Given task:
Can you carry on the forum thread about the cheapest bike built with Rival parts from the point where it stops?

Excerpt to read:
^^^^^^^^^^^^^^^^
# Least expensive bike with Rival?



## robertburns3 (Jan 11, 2007)

Does anyone know what bike is the least expensive model on the market with Rival and what it is running? I am thinking it will likely be a 2008 model.


----------



## Rick from Lafayette (Oct 1, 2008)

The 2009 Felt F3 SL comes w/ Red shifters and deraileurs, Force crankset and Rival brake calipers and cassette. The bike sells for $3,600. I just bought one, don't know if it's the cheapest priced bike.


----------



## teffisk (Mar 24, 2006)

I don't know for sure, but I bet the Salsa Podio won't be over $2000


----------



## mmorast (Oct 22, 2007)

*Performance Bike*

I notice Performance has a Fuji Team Rival for $1500. 


Monte


----------



## santosjep (Jul 15, 2004)

*Ridley Crosswind at IBC in Boston*

I was browsing new bikes in IBC (International Bicycle Center) in Boston last month and found a gem of a cross bike at $1300 (it may even be $1200). They had the Ridley Crosswind with 2009 Sram Rival and Shimano wheelset at this price point. I thought it was a great price for this bike.

Joe


----------



## Strings (Mar 25, 2007)
^^^^^^^^^^^^^^^^
Given information:

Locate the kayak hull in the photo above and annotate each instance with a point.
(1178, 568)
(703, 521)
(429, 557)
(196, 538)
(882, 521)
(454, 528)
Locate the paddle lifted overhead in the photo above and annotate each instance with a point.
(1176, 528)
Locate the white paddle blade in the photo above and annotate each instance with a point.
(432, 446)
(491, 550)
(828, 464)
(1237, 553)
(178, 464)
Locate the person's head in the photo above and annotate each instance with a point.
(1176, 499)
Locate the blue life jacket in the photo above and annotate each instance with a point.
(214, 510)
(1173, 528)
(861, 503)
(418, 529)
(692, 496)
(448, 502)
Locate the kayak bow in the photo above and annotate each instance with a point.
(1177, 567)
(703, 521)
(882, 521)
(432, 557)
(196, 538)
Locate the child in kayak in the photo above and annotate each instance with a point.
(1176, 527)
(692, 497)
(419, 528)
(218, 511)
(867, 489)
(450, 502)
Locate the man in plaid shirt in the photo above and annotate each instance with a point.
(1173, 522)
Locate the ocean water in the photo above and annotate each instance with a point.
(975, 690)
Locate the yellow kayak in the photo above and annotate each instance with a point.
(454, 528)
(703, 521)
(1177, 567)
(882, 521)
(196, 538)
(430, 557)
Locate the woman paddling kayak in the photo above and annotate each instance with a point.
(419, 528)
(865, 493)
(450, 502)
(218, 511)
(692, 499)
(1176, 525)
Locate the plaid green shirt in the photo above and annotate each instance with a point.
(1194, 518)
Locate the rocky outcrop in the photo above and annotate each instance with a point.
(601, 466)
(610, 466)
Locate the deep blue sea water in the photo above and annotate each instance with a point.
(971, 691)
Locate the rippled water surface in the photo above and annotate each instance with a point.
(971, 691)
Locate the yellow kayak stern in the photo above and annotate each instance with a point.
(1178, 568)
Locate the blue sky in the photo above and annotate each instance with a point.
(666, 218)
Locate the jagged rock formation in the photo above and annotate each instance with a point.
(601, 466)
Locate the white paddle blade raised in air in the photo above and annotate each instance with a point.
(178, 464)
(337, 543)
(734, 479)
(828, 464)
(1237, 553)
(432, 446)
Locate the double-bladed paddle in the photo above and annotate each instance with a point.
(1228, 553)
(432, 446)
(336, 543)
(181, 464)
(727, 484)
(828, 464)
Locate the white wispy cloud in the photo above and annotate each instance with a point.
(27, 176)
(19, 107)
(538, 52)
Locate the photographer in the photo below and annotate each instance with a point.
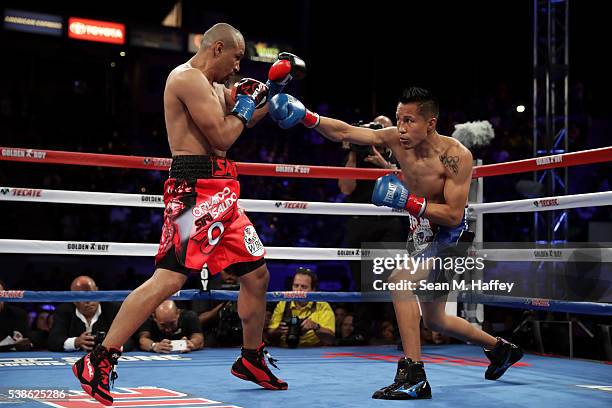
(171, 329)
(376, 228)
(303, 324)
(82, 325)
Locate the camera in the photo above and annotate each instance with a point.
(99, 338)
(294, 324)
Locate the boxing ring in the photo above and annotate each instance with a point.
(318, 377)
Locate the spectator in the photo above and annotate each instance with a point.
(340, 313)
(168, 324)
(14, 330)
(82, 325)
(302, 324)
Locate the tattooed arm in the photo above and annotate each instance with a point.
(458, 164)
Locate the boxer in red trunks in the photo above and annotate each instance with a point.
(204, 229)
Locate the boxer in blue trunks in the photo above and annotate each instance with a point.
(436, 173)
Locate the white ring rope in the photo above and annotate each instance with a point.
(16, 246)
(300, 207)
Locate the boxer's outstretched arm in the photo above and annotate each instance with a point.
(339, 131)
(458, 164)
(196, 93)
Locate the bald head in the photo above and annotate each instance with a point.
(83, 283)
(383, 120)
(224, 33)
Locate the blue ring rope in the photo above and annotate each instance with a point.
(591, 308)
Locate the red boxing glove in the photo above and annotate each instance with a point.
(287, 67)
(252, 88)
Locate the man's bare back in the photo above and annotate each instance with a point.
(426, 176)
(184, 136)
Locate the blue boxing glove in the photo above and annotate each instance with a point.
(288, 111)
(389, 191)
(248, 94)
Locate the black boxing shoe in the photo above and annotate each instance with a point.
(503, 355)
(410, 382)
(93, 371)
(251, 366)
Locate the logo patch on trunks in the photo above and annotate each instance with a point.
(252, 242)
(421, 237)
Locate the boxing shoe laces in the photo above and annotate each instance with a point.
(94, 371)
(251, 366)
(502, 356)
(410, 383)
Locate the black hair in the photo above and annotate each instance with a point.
^^^^^^^^^^^^^^^^
Solved exercise:
Some models just under $2,000

Competitive has a 2007 Ridley with Rival for $1999 shown in this thread
http://forums.roadbikereview.com/showthread.php?t=134294
http://www.competitivecyclist.com/r...y-excalibursram-rival-complete-bike-4957.html
(Just checked, only the Large is available)

My 2008 Orbea Aqua came with Rival for $1,900 from my LBS.


----------



## Rick from Lafayette (Oct 1, 2008)

I owe you all an apology. Maybe I didn't have enough coffee when I originally posted. I was reading "Rival" and thinking "Red". There should be dozens of bikes under $2K with the Rival gruppo.


----------



## teffisk (Mar 24, 2006)

Rick from Lafayette said:


> I owe you all an apology. Maybe I didn't have enough coffee when I originally posted. I was reading "Rival" and thinking "Red". There should be dozens of bikes under $2K with the Rival gruppo.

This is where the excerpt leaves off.